● DATA EXTRACT
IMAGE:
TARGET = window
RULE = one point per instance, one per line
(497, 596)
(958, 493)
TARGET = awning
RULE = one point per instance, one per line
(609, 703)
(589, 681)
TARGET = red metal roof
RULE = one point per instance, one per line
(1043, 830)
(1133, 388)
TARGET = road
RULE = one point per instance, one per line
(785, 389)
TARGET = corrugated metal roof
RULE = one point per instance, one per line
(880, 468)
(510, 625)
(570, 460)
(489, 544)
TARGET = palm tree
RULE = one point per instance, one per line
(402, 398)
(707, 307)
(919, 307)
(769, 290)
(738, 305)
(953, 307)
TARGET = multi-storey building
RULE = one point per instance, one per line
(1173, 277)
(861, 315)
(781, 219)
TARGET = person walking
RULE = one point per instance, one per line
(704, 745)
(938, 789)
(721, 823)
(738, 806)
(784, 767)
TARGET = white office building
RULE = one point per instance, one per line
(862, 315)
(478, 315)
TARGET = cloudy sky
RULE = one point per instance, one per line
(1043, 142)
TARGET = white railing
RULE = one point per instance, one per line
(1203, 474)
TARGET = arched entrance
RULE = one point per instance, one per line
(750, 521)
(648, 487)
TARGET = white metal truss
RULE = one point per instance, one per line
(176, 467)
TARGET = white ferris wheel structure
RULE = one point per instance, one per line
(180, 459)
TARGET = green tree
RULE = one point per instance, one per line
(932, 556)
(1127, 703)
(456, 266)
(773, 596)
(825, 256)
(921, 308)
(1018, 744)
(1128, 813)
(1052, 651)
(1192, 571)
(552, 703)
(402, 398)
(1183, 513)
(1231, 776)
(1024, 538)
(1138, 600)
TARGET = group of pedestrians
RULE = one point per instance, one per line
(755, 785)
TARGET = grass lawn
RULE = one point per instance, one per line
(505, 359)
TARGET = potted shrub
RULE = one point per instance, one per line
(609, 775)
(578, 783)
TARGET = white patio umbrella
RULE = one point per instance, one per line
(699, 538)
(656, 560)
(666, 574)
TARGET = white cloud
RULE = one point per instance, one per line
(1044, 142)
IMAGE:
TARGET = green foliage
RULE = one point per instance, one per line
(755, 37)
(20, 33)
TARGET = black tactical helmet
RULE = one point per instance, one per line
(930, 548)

● THE REQUEST
Return, unchanged, each line from the line containing "TARGET = awning" through the last line of the material.

● ANSWER FOR THE TASK
TARGET = awning
RULE = one point per instance, one per line
(609, 703)
(589, 681)
TARGET = red metal roof
RULE = one point per instance, one per line
(1043, 830)
(1133, 388)
TARGET = road
RULE = one point per instance, one per line
(785, 389)
TARGET = corrugated metal roof
RULE = one point per instance, one per line
(880, 468)
(510, 625)
(570, 460)
(489, 544)
TARGET = palm tree
RULE = one point per instance, one per line
(402, 398)
(707, 307)
(919, 307)
(769, 290)
(738, 305)
(953, 307)
TARGET = multi-storey building
RULE = one point per instance, one per line
(1173, 277)
(861, 315)
(781, 219)
TARGET = person walking
RULE = one point per instance, one per line
(704, 745)
(938, 789)
(721, 823)
(738, 806)
(784, 767)
TARGET = white office building
RULE = one point per instance, one per line
(862, 315)
(478, 315)
TARGET = cloudy sky
RULE = one point per instance, one per line
(1043, 142)
TARGET = white railing
RULE = one point per instance, one per line
(1203, 474)
TARGET = arched entrance
RULE = one point per instance, one per line
(750, 521)
(648, 487)
TARGET = white metal truss
RULE = one point per instance, one per line
(176, 467)
TARGET = white ferris wheel structure
RULE = one point per instance, one per line
(180, 459)
TARGET = green tree
RULE = one point per instance, one per line
(932, 556)
(1127, 703)
(456, 266)
(773, 596)
(825, 256)
(921, 308)
(1018, 744)
(1128, 813)
(1052, 651)
(1192, 571)
(552, 703)
(402, 398)
(1183, 513)
(1231, 776)
(1024, 538)
(1138, 600)
TARGET = group of pedestrians
RULE = one point per instance, one per line
(755, 785)
TARGET = grass lawn
RULE = one point per instance, one per line
(505, 359)
TARGET = potted shrub
RULE = one point per instance, one per line
(609, 775)
(578, 783)
TARGET = white patio umbrella
RULE = one point per instance, one per line
(699, 538)
(656, 560)
(666, 574)
TARGET = white cloud
RULE = one point per instance, one per line
(1044, 142)
IMAGE:
TARGET = green foliage
RULE = one point per instance, one per line
(755, 37)
(20, 33)
TARGET = black tactical helmet
RULE = one point per instance, one per line
(930, 548)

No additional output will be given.